Your instructions.
Pull out every line in the rows below that contains the word "jeans", and list those lines in the order they appear.

Records for this task.
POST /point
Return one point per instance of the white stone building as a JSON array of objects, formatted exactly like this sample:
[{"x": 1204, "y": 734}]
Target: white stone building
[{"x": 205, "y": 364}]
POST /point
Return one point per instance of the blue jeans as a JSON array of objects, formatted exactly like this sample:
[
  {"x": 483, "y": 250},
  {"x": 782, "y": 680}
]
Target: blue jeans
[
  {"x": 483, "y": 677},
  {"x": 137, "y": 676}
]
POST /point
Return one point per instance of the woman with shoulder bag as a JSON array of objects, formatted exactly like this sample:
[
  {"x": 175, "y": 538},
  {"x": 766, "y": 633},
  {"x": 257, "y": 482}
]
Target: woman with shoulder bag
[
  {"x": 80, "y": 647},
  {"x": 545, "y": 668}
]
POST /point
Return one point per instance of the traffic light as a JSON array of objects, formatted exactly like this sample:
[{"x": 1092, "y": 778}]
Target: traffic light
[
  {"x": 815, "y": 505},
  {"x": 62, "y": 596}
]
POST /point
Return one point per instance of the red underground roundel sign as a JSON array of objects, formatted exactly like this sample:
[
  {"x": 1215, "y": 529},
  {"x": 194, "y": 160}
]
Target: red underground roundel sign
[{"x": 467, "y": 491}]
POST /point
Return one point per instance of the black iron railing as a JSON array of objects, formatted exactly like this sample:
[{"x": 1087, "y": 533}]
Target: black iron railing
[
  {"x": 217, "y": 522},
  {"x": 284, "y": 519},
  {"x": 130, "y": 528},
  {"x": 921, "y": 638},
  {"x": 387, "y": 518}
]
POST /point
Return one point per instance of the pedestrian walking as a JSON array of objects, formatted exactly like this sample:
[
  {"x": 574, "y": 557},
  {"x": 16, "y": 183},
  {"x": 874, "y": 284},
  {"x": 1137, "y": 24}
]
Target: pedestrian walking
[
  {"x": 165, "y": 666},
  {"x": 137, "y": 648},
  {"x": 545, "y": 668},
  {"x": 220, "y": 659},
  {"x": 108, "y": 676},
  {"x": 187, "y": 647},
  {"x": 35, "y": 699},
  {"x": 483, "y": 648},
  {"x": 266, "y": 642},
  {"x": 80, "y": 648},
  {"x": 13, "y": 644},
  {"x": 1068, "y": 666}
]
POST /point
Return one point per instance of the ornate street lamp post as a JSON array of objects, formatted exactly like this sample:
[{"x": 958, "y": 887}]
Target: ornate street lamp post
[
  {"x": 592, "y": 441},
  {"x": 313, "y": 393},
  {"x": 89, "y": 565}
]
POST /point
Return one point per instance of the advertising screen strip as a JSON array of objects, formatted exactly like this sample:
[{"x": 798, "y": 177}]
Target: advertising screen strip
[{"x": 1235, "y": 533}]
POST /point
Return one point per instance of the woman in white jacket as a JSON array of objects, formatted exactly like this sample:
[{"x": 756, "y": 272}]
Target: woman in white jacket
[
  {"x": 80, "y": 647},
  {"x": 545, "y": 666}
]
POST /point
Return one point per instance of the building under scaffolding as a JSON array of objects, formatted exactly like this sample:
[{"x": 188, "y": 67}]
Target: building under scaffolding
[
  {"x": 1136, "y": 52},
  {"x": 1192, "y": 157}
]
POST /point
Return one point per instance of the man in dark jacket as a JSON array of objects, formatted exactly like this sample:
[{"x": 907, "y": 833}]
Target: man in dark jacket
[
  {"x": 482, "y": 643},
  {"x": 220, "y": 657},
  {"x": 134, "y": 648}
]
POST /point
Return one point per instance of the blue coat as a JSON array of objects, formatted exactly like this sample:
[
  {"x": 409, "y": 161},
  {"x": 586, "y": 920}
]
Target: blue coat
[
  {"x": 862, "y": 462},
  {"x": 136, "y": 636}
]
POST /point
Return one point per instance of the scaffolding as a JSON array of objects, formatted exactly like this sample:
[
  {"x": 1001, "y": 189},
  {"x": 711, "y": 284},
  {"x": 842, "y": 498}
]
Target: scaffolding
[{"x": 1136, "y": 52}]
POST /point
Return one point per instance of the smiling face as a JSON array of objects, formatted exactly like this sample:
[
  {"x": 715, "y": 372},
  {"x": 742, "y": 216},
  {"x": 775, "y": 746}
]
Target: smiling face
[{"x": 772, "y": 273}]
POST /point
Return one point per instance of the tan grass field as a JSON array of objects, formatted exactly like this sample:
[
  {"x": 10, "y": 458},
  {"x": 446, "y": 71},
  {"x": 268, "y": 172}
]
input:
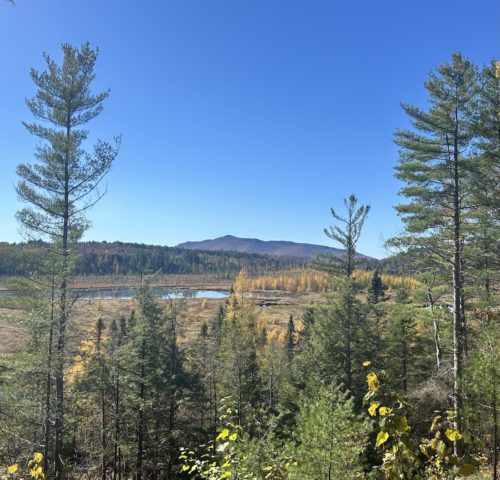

Task output.
Return one point per instance of the blue jeans as a JSON array of objects, formatted exactly like this sample:
Target: blue jeans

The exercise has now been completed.